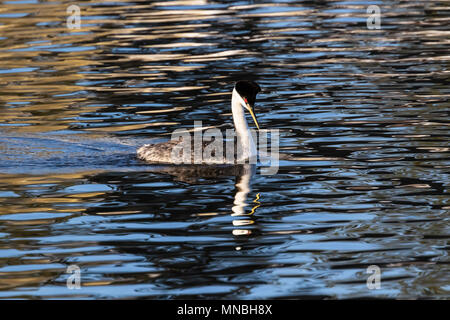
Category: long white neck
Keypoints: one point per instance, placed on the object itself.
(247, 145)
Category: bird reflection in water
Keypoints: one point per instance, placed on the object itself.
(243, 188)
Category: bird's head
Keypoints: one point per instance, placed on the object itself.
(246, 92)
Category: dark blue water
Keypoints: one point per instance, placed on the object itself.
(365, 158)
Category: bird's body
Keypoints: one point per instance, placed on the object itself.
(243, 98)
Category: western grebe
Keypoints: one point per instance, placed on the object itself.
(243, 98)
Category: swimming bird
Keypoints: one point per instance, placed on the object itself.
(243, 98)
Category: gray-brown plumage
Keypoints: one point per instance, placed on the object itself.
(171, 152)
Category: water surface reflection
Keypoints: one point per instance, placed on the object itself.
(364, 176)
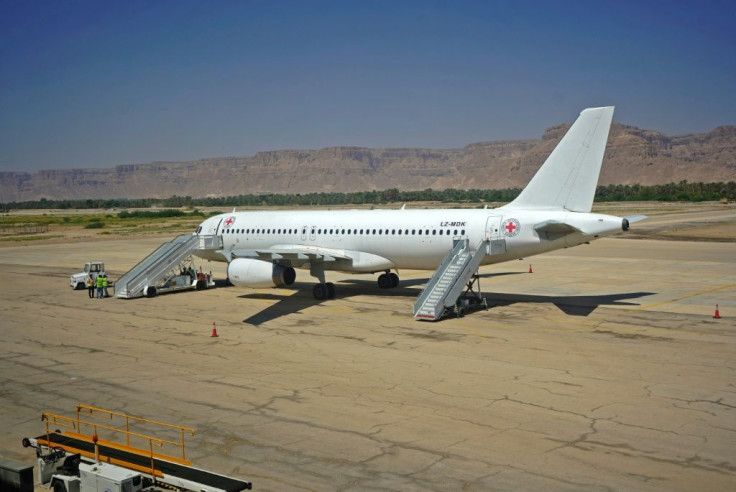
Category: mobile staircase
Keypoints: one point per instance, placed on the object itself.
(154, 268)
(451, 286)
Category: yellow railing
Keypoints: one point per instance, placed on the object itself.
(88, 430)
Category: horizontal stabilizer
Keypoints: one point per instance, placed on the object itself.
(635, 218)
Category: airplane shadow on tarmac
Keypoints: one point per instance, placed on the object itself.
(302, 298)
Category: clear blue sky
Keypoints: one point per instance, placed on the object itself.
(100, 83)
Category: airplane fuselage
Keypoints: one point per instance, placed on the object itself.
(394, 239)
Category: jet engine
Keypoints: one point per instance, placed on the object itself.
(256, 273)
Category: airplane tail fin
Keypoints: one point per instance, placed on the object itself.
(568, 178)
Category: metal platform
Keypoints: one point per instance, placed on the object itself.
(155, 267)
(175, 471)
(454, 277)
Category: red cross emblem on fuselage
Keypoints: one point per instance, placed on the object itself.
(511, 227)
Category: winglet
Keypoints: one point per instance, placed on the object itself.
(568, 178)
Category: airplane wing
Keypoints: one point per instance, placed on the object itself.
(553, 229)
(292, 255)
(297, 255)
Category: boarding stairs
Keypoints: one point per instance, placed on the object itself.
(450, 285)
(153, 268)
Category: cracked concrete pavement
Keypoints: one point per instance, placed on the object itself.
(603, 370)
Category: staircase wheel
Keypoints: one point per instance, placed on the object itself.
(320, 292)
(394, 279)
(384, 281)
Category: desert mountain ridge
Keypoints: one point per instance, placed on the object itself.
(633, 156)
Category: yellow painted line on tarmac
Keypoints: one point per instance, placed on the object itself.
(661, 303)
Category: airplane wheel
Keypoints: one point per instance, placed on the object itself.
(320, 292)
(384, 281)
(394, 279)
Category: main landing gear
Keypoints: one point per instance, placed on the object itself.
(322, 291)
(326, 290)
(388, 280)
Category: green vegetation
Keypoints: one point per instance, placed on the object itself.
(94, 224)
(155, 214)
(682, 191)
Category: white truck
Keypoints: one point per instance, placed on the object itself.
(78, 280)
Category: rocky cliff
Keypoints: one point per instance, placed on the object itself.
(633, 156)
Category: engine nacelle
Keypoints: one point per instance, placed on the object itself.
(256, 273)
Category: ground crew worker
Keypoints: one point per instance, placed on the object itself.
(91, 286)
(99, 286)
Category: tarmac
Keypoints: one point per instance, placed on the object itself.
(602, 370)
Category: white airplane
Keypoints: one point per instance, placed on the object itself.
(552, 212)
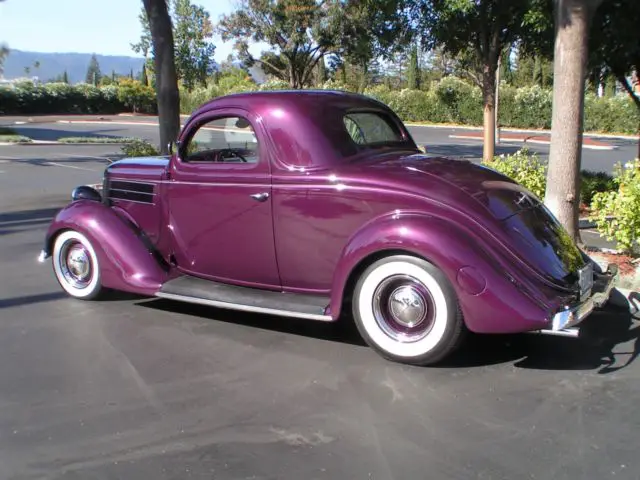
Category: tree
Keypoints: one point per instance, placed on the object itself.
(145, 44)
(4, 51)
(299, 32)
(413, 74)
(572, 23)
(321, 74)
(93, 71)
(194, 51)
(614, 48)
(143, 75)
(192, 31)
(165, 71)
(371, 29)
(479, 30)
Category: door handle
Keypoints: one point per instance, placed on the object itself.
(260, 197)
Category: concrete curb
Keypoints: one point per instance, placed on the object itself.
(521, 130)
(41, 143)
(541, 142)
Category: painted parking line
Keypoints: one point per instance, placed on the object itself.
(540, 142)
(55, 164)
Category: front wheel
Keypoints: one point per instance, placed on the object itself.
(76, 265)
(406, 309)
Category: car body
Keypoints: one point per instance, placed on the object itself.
============================================================
# Problem to work on
Output the material word for word. Pictures do not go in.

# Result for this task
Category: long white neck
Keypoints: one point per instance, placed on the object itself.
(247, 145)
Category: bird reflection in water
Keypoints: one point per instance, placed on the object itself.
(243, 188)
Category: bird's head
Keypoints: one point per instance, placed on the object itself.
(246, 92)
Category: dark blue water
Keypoints: one point per instance, placed on the object itself.
(365, 158)
Category: bird's body
Keypoints: one point per instance, placed on the object itself.
(243, 98)
Category: western grebe
Keypoints: one point per instance, placed on the object itself.
(243, 98)
Category: swimming bird
Keypoints: one point per instance, placed on the object itself.
(243, 98)
Category: gray-brown plumage
Keypoints: one point per instance, placed on the object itself.
(171, 152)
Category: water surface reflection
Keypoints: one point per instance, placed on the object itself.
(364, 176)
Category: mobile staircase
Keypoints: one point per instance, placed on the object itself.
(154, 268)
(451, 286)
Category: yellow railing
Keypoints: one point per instance, placed on the object itself.
(88, 430)
Category: horizontal stabilizer
Keypoints: one point per instance, placed on the object itself.
(635, 218)
Category: airplane shadow on tarmac
Keypoints: one point per instance, placed on the object itself.
(302, 298)
Category: clear blue sky
Keypoints: one point per instance, placed on the object itself.
(100, 83)
Category: airplane fuselage
Keypoints: one point per instance, placed on the object itself.
(394, 239)
Category: jet engine
Keypoints: one point per instance, placed on the object itself.
(256, 273)
Category: airplane tail fin
Keypoints: one point per instance, placed on the object itself.
(568, 178)
Category: metal platform
Keypoints: one point per instance, placed on the object itself.
(155, 267)
(175, 471)
(454, 277)
Category: red cross emblem on fuselage
Keypoints: one point per instance, placed on the object itself.
(511, 227)
Category: winglet
Keypoints: one point per instance, placed on the object itself.
(568, 178)
Category: airplane wing
Keypoints: one point per instance, placed on the object itself.
(553, 229)
(292, 255)
(297, 255)
Category: boarding stairs
Keypoints: one point per instance, placed on the object itself.
(450, 285)
(153, 268)
Category: cracked concrete pavement
Keypoints: one point per instance, placed on the object itself.
(603, 370)
Category: staircase wheel
Keypoints: one point per instance, placed on the object itself.
(320, 292)
(394, 279)
(384, 281)
Category: desert mountain ridge
Keypoints: one point per instance, placed on the object itself.
(633, 156)
Category: yellow painted line on tarmac
Keypoints: one point per instance, placed on the object itself.
(661, 303)
Category: airplane wheel
Keypoints: one point per instance, placed on the object itself.
(320, 292)
(384, 281)
(394, 279)
Category: main landing gear
Keypoints: one point per instance, placed on the object itself.
(322, 291)
(326, 290)
(388, 280)
Category: green vegetation
Keypoints: one point per instance, placed on the object itself.
(94, 224)
(155, 214)
(682, 191)
Category: white truck
Keypoints: one point per instance, placed on the object itself.
(78, 280)
Category: rocky cliff
Keypoints: one point per instance, placed on the object itself.
(633, 156)
Category: engine nacelle
Keypoints: one point per instance, placed on the object itself.
(256, 273)
Category: ground crew worker
Keypoints: one point per instance, placed on the object itself.
(91, 286)
(99, 286)
Category: tarmac
Keypoints: one point per instance, placed on the object itself.
(602, 370)
Category: white airplane
Keypoints: one point per instance, placed on the object itself.
(552, 212)
Category: tree
Keypoints: one point per instance, placed on the object itself.
(145, 44)
(4, 51)
(299, 32)
(413, 74)
(572, 23)
(321, 74)
(93, 71)
(194, 51)
(614, 48)
(143, 75)
(192, 31)
(165, 71)
(371, 29)
(479, 30)
Category: door handle
Keypoints: one point per instance, placed on the object itself.
(260, 197)
Category: concrete curb
Keypoints: one point per instance, placed on the object itself.
(521, 130)
(41, 143)
(541, 142)
Category: painted parking line
Keypoints: one point per instance, placed on the object itself.
(540, 142)
(55, 164)
Category: front wheel
Keypoints: one point per instance, placed on the object itself.
(76, 265)
(406, 309)
Category: car body
Keypoints: one point per instance, placed on the object itself.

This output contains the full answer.